- [SOURCE PASSAGE]
-----

The calculation of "((~_ULL(0)) - (_ULL(1) << (l)) + 1)" is to generate
a bitmask with "l" trailing zeroes, which is equivalent to
"(~_ULL(0) << (l))".
Refactor the calculation so the number of arithmetic instruction will be
reduced from 3 to 1.
Signed-off-by: I Hsin Cheng <richard120310@gmail.com>
---
Test is done to show the speed-up we can get from reducing the number of
instruction. The test machine runs with 6.9.0-0-generic kernel on x86_64
architecture with processor AMD Ryzen 7 5700X3D 8-Core Processor.
The test executes in the form of kernel module.
Test result:
[452858.156718] new __GENMASK_ULL() : 5908678
[452858.156722] old __GENMASK_ULL() : 5950998
Test script snippet:
/* switch to __BITS_PER_LONG_LONG when testing __GENMASK_ULL() */
\#define __GENMASK_ULL_NEW(h, l) \
((~_ULL(0) << (l)) & \
(~_ULL(0) >> (__BITS_PER_LONG_LONG - 1 - (h))))
int init_module(void)

-----

- [THE DATA]
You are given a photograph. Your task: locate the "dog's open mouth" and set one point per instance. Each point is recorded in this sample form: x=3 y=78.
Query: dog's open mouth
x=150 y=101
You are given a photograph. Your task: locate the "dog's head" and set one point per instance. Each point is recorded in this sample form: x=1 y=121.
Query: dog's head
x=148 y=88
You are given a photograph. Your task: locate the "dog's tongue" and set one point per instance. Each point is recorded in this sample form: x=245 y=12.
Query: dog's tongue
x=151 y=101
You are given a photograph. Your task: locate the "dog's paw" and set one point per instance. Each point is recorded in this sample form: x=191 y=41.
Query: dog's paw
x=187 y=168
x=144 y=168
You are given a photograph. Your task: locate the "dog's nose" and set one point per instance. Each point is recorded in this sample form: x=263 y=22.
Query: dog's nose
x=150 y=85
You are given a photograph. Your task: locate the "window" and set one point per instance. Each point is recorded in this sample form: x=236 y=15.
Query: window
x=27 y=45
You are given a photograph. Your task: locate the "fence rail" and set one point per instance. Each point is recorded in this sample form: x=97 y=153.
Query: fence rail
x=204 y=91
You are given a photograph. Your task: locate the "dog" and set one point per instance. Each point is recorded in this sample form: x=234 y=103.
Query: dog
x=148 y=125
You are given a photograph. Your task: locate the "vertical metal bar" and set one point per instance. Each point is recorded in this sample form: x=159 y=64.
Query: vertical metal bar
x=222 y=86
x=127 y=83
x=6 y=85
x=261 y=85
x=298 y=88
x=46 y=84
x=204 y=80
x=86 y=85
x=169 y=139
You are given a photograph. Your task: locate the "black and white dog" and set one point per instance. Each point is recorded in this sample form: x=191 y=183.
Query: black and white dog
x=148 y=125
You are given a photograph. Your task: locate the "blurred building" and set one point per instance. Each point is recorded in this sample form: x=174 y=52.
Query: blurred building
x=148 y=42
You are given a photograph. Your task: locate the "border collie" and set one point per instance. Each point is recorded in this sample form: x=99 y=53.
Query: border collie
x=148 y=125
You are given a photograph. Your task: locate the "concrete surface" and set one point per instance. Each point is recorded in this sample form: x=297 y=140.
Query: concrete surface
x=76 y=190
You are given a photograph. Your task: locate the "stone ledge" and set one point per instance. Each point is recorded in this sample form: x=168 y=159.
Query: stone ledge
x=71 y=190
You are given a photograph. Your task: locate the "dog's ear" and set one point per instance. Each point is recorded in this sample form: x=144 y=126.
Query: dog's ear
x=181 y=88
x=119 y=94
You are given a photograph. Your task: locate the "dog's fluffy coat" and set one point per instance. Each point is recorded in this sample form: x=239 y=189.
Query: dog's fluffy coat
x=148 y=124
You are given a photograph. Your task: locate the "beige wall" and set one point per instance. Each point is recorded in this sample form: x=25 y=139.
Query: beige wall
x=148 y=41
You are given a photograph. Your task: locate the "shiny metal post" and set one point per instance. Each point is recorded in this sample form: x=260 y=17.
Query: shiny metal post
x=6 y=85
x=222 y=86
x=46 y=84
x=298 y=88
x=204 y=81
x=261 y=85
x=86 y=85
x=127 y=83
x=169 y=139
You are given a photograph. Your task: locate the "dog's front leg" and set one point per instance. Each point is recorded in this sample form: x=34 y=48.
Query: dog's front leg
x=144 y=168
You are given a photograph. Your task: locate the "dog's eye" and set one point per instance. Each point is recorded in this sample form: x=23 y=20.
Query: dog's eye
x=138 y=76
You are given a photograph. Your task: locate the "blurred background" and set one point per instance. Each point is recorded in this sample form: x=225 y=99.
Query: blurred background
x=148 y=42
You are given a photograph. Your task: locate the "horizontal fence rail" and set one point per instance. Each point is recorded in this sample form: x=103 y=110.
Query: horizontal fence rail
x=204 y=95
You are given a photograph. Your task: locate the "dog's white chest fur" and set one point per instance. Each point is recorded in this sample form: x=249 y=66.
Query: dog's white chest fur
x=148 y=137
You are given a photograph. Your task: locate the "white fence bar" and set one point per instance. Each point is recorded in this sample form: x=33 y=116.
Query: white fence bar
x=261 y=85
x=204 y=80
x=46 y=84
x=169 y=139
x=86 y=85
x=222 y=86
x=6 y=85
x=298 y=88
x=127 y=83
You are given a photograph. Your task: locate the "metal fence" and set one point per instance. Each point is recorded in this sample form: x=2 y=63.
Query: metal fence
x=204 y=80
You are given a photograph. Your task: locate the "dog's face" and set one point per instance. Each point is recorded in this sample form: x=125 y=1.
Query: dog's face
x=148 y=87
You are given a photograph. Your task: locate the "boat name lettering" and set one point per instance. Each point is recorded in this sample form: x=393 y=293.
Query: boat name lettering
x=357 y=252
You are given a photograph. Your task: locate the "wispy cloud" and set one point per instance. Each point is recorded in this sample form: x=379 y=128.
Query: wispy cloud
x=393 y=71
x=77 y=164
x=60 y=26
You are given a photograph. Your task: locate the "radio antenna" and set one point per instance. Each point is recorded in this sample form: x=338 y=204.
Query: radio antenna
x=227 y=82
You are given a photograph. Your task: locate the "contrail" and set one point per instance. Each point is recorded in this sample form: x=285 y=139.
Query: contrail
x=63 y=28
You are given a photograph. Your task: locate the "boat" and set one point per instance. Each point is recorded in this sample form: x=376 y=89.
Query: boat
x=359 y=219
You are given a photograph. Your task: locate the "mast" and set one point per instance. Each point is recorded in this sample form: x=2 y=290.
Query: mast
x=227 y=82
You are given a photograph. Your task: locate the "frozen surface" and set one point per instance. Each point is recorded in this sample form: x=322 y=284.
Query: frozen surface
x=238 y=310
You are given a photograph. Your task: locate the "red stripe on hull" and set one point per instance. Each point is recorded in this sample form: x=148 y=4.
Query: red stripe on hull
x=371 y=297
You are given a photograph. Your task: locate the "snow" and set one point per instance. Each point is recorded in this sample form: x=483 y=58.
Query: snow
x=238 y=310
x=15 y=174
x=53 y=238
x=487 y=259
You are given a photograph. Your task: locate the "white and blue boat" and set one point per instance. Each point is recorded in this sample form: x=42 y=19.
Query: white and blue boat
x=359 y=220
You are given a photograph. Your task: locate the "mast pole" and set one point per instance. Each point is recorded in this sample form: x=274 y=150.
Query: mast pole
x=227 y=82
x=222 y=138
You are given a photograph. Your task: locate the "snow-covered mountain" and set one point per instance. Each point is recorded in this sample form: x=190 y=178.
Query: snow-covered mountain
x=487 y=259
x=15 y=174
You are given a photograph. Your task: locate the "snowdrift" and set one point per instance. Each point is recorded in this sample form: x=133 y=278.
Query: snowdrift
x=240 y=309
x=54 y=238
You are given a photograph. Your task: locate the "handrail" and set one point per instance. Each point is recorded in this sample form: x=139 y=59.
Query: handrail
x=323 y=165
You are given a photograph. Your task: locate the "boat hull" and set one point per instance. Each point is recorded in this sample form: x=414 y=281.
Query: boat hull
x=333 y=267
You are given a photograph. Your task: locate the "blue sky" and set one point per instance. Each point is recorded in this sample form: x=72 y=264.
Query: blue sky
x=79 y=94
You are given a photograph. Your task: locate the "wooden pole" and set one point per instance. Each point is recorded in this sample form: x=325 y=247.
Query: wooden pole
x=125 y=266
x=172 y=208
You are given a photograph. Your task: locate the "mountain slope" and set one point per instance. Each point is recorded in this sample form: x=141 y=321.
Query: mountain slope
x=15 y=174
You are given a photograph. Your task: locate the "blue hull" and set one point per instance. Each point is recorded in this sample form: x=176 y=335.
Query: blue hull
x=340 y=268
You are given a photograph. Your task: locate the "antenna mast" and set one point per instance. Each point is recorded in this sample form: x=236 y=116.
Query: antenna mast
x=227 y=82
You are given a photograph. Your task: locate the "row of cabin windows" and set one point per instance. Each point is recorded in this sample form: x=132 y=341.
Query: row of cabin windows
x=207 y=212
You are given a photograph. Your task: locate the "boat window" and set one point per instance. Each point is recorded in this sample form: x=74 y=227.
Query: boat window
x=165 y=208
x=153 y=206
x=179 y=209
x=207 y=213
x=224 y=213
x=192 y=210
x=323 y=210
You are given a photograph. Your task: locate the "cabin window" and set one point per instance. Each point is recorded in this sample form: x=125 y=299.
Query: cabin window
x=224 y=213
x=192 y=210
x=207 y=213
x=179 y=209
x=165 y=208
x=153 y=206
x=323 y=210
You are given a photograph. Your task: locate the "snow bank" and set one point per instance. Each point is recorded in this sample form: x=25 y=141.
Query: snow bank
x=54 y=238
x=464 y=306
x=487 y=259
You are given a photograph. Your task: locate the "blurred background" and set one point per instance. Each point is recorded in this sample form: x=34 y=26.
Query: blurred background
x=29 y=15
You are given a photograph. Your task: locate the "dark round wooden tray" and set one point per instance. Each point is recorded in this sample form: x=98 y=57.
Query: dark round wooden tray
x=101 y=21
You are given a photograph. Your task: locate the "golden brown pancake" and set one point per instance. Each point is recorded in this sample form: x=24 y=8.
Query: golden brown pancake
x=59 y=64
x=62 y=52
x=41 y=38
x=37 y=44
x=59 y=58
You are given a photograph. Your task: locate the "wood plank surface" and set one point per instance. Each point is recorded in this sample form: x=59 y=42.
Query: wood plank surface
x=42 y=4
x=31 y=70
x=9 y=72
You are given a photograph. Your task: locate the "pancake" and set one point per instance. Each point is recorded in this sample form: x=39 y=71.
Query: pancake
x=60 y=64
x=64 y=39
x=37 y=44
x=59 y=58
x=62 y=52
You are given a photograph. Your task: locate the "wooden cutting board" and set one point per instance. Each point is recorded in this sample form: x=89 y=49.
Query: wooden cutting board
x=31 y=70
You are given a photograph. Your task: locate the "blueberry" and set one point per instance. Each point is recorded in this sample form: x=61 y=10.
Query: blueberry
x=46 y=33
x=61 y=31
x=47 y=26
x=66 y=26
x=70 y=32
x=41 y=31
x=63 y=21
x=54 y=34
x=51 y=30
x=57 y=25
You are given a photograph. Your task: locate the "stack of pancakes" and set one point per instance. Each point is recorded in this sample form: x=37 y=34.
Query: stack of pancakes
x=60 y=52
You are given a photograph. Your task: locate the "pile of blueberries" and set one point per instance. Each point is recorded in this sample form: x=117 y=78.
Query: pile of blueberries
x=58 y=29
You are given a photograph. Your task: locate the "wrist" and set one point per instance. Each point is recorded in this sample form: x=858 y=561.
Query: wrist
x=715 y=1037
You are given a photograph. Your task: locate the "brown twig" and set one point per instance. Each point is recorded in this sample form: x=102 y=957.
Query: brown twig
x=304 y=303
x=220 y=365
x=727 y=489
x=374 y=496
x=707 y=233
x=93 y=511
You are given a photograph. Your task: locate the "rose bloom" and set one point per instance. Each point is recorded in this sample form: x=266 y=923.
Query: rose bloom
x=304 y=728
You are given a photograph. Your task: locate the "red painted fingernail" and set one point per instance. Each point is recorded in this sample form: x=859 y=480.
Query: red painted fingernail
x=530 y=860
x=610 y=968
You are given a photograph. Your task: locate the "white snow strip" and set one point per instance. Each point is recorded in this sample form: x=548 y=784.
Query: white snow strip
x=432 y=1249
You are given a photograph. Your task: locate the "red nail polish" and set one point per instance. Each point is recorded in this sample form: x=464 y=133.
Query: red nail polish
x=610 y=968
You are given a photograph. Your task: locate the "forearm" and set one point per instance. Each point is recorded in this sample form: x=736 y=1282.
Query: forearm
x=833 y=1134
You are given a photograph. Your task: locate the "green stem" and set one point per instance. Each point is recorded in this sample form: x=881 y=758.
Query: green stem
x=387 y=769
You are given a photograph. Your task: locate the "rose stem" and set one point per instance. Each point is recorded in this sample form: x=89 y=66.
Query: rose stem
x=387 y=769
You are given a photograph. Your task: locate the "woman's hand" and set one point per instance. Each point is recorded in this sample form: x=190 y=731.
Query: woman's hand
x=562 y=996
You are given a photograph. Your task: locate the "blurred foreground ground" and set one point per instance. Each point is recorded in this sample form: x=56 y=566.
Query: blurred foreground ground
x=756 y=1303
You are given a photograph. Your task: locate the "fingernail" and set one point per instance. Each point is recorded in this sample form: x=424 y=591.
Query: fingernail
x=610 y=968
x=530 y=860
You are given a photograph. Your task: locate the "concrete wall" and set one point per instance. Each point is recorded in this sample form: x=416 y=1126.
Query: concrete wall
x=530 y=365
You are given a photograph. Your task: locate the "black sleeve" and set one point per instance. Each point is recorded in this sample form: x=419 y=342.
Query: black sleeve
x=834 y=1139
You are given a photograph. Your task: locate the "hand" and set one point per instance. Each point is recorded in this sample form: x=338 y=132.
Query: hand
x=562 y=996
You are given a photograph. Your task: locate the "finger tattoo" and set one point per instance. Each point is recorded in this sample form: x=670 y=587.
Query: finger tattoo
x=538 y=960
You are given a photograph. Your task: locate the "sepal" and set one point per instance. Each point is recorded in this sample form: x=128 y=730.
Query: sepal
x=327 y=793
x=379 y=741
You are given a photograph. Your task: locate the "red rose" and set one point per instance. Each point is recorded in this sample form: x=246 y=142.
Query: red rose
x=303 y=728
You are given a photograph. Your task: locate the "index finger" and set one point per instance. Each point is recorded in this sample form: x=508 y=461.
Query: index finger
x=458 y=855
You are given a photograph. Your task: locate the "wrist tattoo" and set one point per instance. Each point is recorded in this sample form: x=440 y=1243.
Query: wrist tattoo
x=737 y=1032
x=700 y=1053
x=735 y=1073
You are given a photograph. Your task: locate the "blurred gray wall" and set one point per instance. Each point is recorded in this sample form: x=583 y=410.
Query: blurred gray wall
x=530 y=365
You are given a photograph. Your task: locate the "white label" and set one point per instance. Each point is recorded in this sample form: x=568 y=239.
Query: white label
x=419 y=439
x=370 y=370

-----

- [YOUR TASKS]
1 - Count the lines in the records that contain the string "collie", matching case exactly, and reply with that number alone.
2 - Extend the __GENMASK_ULL patch text, starting right after its last line.
The patch text and the records are unrelated to each other.

- [ANSWERS PER TASK]
1 - 2

2 -
{
ktime_t start, end, total1 = 0, total2 = 0;
for (int k = 0; k < 100; k++) {
for (int i = 0; i < __BITS_PER_LONG_LONG; i++) {
for (int j = 0; j <= i; j++) {
unsigned result1, result2;
start = ktime_get();
result1 = __GENMASK_ULL_NEW(i, j);
end = ktime_get();
total1 += (end - start);
start = ktime_get();
result2 = __GENMASK_ULL(i, j);
end = ktime_get();
total2 += (end - start);
if (result1 != result2) {
pr_info("Wrong calculation of GENMASK_ULL_NEW()\n");
return 0;
}
}
}
}
pr_info("new __GENMASK_ULL() : %lld\n", total1);
pr_info("old __GENMASK_ULL() : %lld\n", total2);
return 0;
}
---
include/uapi/linux/bits.h | 2 +-
1 file changed, 1 insertion(+), 1 deletion(-)
diff --git a/include/uapi/linux/bits.h b/include/uapi/linux/bits.h
index 8fc7fea65288..965f6eb91ff3 100644
--- a/include/uapi/linux/bits.h
+++ b/include/uapi/linux/bits.h
@@ -9,7 +9,7 @@
(~_UL(0) >> (__BITS_PER_LONG - 1 - (h))))
#define __GENMASK_ULL(h, l) \
- (((~_ULL(0)) - (_ULL(1) << (l)) + 1) & \
+ ((~_ULL(0) << (l)) & \
(~_ULL(0) >> (__BITS_PER_LONG_LONG - 1 - (h))))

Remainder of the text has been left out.